* TASK DATA:
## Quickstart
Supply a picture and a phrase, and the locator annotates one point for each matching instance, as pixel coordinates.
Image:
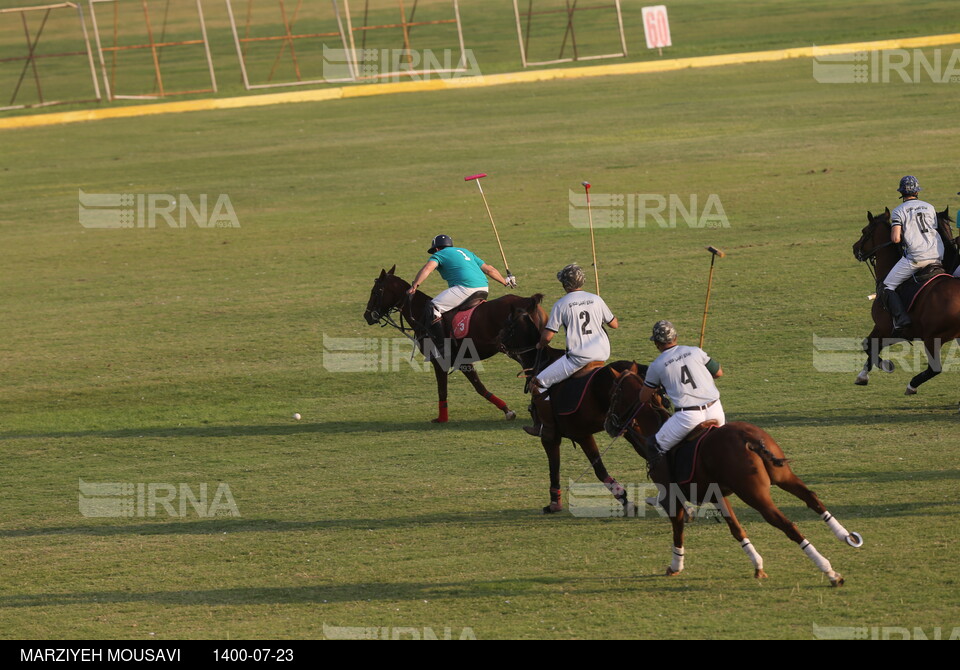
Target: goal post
(570, 9)
(59, 23)
(154, 30)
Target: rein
(610, 415)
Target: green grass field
(163, 355)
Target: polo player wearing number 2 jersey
(914, 225)
(582, 316)
(687, 374)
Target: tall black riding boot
(901, 320)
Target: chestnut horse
(518, 339)
(736, 458)
(389, 297)
(935, 314)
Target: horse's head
(386, 294)
(874, 236)
(944, 221)
(627, 413)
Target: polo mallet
(477, 178)
(714, 252)
(593, 244)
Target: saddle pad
(910, 290)
(566, 396)
(683, 458)
(460, 324)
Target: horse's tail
(760, 449)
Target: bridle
(386, 318)
(613, 424)
(871, 257)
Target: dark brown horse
(736, 458)
(935, 315)
(518, 339)
(388, 298)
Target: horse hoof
(553, 508)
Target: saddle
(911, 289)
(682, 459)
(565, 397)
(457, 320)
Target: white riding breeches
(562, 368)
(452, 297)
(680, 424)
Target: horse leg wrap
(614, 487)
(751, 553)
(835, 526)
(499, 404)
(676, 565)
(817, 559)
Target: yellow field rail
(362, 90)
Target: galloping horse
(935, 315)
(518, 339)
(389, 296)
(736, 458)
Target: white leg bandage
(835, 526)
(677, 564)
(817, 559)
(751, 553)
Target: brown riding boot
(542, 414)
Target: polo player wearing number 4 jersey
(687, 374)
(582, 316)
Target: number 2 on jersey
(686, 377)
(584, 328)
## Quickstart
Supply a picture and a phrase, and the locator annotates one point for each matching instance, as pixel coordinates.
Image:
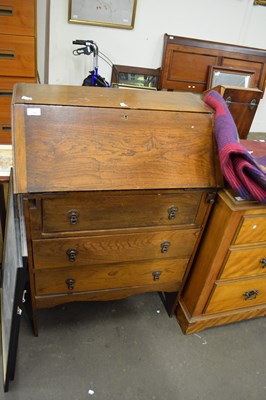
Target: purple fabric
(244, 173)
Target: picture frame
(135, 77)
(109, 13)
(221, 75)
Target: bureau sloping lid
(69, 138)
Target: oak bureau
(116, 187)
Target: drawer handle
(8, 54)
(156, 275)
(6, 11)
(72, 254)
(165, 246)
(172, 212)
(70, 283)
(73, 216)
(263, 261)
(251, 294)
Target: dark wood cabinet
(186, 61)
(18, 55)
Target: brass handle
(73, 216)
(156, 275)
(70, 283)
(172, 212)
(165, 246)
(263, 261)
(251, 294)
(72, 254)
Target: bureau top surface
(81, 96)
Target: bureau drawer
(92, 211)
(245, 262)
(16, 54)
(237, 294)
(80, 279)
(53, 253)
(252, 229)
(17, 17)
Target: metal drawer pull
(172, 212)
(70, 283)
(72, 254)
(263, 261)
(165, 246)
(73, 216)
(8, 54)
(251, 294)
(156, 275)
(6, 11)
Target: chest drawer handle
(72, 255)
(73, 216)
(251, 294)
(172, 212)
(165, 246)
(70, 283)
(156, 275)
(263, 261)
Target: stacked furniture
(227, 281)
(17, 53)
(116, 187)
(178, 72)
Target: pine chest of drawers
(117, 186)
(227, 281)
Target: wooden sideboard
(117, 186)
(227, 281)
(186, 62)
(18, 55)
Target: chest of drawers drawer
(237, 295)
(17, 55)
(17, 17)
(251, 229)
(77, 212)
(166, 274)
(228, 279)
(53, 253)
(250, 261)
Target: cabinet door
(17, 17)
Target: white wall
(229, 21)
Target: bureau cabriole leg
(169, 301)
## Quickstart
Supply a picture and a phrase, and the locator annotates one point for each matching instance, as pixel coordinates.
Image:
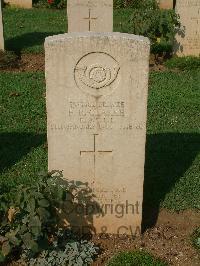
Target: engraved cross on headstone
(95, 152)
(90, 18)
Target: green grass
(172, 176)
(196, 239)
(135, 258)
(25, 30)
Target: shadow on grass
(13, 146)
(27, 40)
(168, 156)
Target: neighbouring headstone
(96, 109)
(188, 39)
(90, 15)
(1, 30)
(19, 3)
(166, 4)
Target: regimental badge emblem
(97, 74)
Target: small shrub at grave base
(30, 223)
(196, 238)
(183, 63)
(135, 258)
(158, 25)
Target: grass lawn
(172, 176)
(25, 30)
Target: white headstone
(188, 42)
(166, 4)
(90, 15)
(96, 107)
(1, 30)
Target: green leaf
(43, 213)
(35, 222)
(6, 248)
(43, 203)
(27, 238)
(2, 257)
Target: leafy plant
(8, 59)
(158, 25)
(31, 218)
(183, 63)
(135, 258)
(196, 238)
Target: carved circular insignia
(97, 74)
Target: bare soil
(26, 63)
(169, 239)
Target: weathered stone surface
(166, 4)
(19, 3)
(1, 30)
(96, 107)
(90, 15)
(188, 38)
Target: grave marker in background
(188, 43)
(96, 108)
(92, 15)
(1, 30)
(166, 4)
(19, 3)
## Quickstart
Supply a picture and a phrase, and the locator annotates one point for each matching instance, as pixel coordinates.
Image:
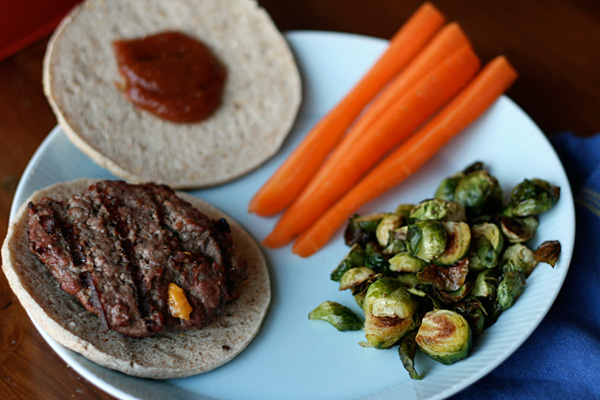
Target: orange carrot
(489, 84)
(445, 42)
(361, 150)
(289, 180)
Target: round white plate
(292, 357)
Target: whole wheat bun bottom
(170, 355)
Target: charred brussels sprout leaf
(486, 284)
(407, 351)
(341, 317)
(354, 258)
(518, 257)
(404, 262)
(361, 229)
(474, 312)
(458, 240)
(389, 310)
(445, 336)
(437, 210)
(548, 252)
(532, 197)
(518, 230)
(479, 193)
(486, 246)
(445, 278)
(509, 290)
(426, 239)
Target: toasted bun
(170, 355)
(260, 103)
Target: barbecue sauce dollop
(171, 75)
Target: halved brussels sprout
(437, 210)
(486, 284)
(447, 187)
(458, 240)
(389, 310)
(455, 295)
(356, 277)
(404, 262)
(426, 239)
(474, 312)
(487, 243)
(445, 336)
(407, 351)
(375, 259)
(518, 257)
(548, 252)
(518, 230)
(341, 317)
(387, 225)
(445, 278)
(354, 258)
(479, 193)
(532, 197)
(510, 288)
(404, 209)
(361, 228)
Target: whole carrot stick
(449, 39)
(352, 158)
(291, 177)
(489, 84)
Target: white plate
(294, 358)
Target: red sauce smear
(172, 75)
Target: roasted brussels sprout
(518, 230)
(437, 210)
(474, 312)
(354, 258)
(445, 278)
(404, 262)
(518, 257)
(479, 193)
(445, 336)
(386, 227)
(548, 252)
(426, 239)
(407, 351)
(341, 317)
(458, 240)
(532, 197)
(357, 280)
(487, 244)
(356, 277)
(404, 209)
(361, 228)
(510, 288)
(375, 259)
(389, 310)
(486, 284)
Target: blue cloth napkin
(561, 359)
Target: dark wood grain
(552, 43)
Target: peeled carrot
(360, 151)
(482, 92)
(293, 175)
(444, 43)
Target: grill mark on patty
(111, 204)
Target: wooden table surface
(552, 43)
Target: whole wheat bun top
(170, 355)
(260, 101)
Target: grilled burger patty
(118, 246)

* WHAT YOU SHOULD DO: Make an exact copy of the data, leaving its pictures out.

* RESULT OF THE EXERCISE:
## Quickstart
Supply a picture and a phrase, and the locator annotates one point for each matching instance, as pixel coordinates.
Image:
Target: goal post
(570, 9)
(59, 23)
(154, 30)
Target: rein
(610, 415)
Target: green grass field
(163, 355)
Target: polo player wearing number 2 jersey
(914, 225)
(582, 316)
(687, 374)
Target: tall black riding boot
(901, 320)
Target: chestnut horse
(518, 339)
(736, 458)
(389, 297)
(935, 314)
Target: horse's head
(386, 294)
(874, 236)
(944, 221)
(627, 413)
Target: polo mallet
(477, 178)
(714, 252)
(593, 244)
Target: saddle pad
(910, 290)
(566, 396)
(683, 458)
(460, 324)
Target: horse's tail
(760, 449)
Target: bridle
(386, 318)
(613, 424)
(871, 257)
Target: dark brown horse
(736, 458)
(935, 315)
(518, 339)
(388, 298)
Target: horse hoof
(553, 508)
Target: saddle
(911, 289)
(682, 459)
(565, 397)
(457, 320)
Target: white riding breeches
(562, 368)
(452, 297)
(680, 424)
Target: horse leg wrap
(614, 487)
(751, 553)
(835, 526)
(499, 404)
(676, 565)
(817, 559)
Target: yellow field rail
(362, 90)
Target: galloping horse
(935, 315)
(518, 339)
(389, 296)
(736, 458)
Target: white leg bandage
(835, 526)
(677, 564)
(817, 559)
(751, 553)
Target: brown riding boot
(542, 414)
Target: polo player wearing number 4 jersey
(687, 374)
(582, 316)
Target: number 2 on jersey
(686, 377)
(584, 328)
## Quickstart
Supply a picture and a phrase, and the locator annotates one point for each matching instance, as pixel coordinates.
Image:
Target: purple fabric
(244, 173)
Target: picture frame
(135, 77)
(109, 13)
(221, 75)
Target: bureau sloping lid
(69, 138)
Target: oak bureau
(116, 187)
Target: drawer handle
(8, 54)
(156, 275)
(6, 11)
(72, 254)
(165, 246)
(172, 212)
(70, 283)
(73, 216)
(263, 261)
(251, 294)
Target: dark wood cabinet
(186, 61)
(18, 55)
Target: brass handle
(73, 216)
(156, 275)
(70, 283)
(172, 212)
(165, 246)
(263, 261)
(251, 294)
(72, 254)
Target: bureau top surface
(81, 96)
Target: bureau drawer
(92, 211)
(245, 262)
(16, 54)
(237, 294)
(80, 279)
(53, 253)
(252, 229)
(17, 17)
Target: metal drawer pull
(172, 212)
(70, 283)
(72, 254)
(263, 261)
(165, 246)
(73, 216)
(8, 54)
(251, 294)
(156, 275)
(6, 11)
Target: chest drawer handle
(72, 255)
(73, 216)
(251, 294)
(172, 212)
(165, 246)
(70, 283)
(156, 275)
(263, 261)
Target: stacked furniture
(227, 281)
(17, 53)
(116, 187)
(178, 72)
Target: pine chest of drawers
(117, 186)
(227, 281)
Target: wooden sideboard
(117, 186)
(227, 281)
(186, 62)
(18, 55)
Target: chest of drawers drawer
(237, 295)
(17, 55)
(17, 17)
(251, 229)
(77, 212)
(166, 274)
(228, 279)
(53, 253)
(250, 261)
Target: cabinet door
(17, 17)
Target: white wall
(229, 21)
Target: bureau cabriole leg
(169, 301)
## Quickstart
Supply a picture and a phrase, and the locator annotates one point for each matching instance, as pixel coordinates.
Image:
Target: engraved cross on headstone
(95, 152)
(90, 18)
Target: green grass
(172, 176)
(196, 239)
(135, 258)
(25, 30)
Target: shadow on grass
(13, 146)
(27, 40)
(168, 156)
Target: neighbouring headstone
(96, 109)
(188, 39)
(90, 15)
(1, 30)
(19, 3)
(166, 4)
Target: regimental badge emblem
(97, 74)
Target: small shrub at grave base
(30, 223)
(196, 238)
(183, 63)
(135, 258)
(158, 25)
Target: grass lawn
(172, 176)
(25, 30)
Target: white headstone
(188, 42)
(166, 4)
(90, 15)
(96, 107)
(1, 30)
Target: green leaf
(43, 213)
(35, 222)
(6, 248)
(43, 203)
(27, 238)
(2, 257)
Target: leafy plant
(8, 59)
(158, 25)
(31, 218)
(183, 63)
(135, 258)
(196, 238)
Target: carved circular insignia
(97, 74)
Target: bare soil
(26, 63)
(169, 239)
Target: weathered stone surface
(166, 4)
(19, 3)
(1, 30)
(96, 107)
(90, 15)
(188, 38)
Target: grave marker in background
(188, 43)
(96, 108)
(92, 15)
(1, 30)
(166, 4)
(19, 3)
## Quickstart
Supply a picture and a phrase, and the locator annotates one point for each matching instance, as pixel coordinates.
Image:
Target: orange carrot
(489, 84)
(445, 42)
(361, 150)
(289, 180)
Target: round white plate
(292, 357)
Target: whole wheat bun bottom
(170, 355)
Target: charred brussels sprout leaf
(486, 284)
(407, 351)
(341, 317)
(354, 258)
(518, 257)
(404, 262)
(361, 229)
(474, 312)
(458, 240)
(389, 310)
(445, 336)
(437, 210)
(548, 252)
(532, 197)
(518, 230)
(479, 193)
(486, 246)
(445, 278)
(509, 290)
(426, 239)
Target: toasted bun
(170, 355)
(260, 103)
Target: barbecue sauce dollop
(171, 75)
Target: halved brussels sprout
(437, 210)
(486, 284)
(447, 187)
(458, 240)
(389, 310)
(455, 295)
(356, 277)
(404, 262)
(426, 239)
(474, 312)
(487, 243)
(445, 336)
(407, 351)
(375, 259)
(518, 257)
(548, 252)
(518, 230)
(341, 317)
(387, 225)
(445, 278)
(354, 258)
(479, 193)
(532, 197)
(510, 288)
(404, 209)
(361, 228)
Target: whole carrot stick
(449, 39)
(352, 158)
(291, 177)
(489, 84)
Target: white plate
(294, 358)
Target: red sauce smear
(172, 75)
Target: roasted brussels sprout
(518, 230)
(437, 210)
(474, 312)
(354, 258)
(445, 278)
(404, 262)
(518, 257)
(479, 193)
(445, 336)
(386, 227)
(548, 252)
(426, 239)
(407, 351)
(341, 317)
(458, 240)
(532, 197)
(357, 280)
(487, 244)
(356, 277)
(404, 209)
(361, 228)
(510, 288)
(375, 259)
(389, 310)
(486, 284)
Target: blue cloth napkin
(561, 359)
Target: dark wood grain
(552, 43)
Target: peeled carrot
(360, 151)
(482, 92)
(293, 175)
(444, 43)
Target: grill mark on patty
(111, 204)
Target: wooden table surface
(552, 43)
Target: whole wheat bun top
(170, 355)
(260, 101)
Target: grilled burger patty
(118, 246)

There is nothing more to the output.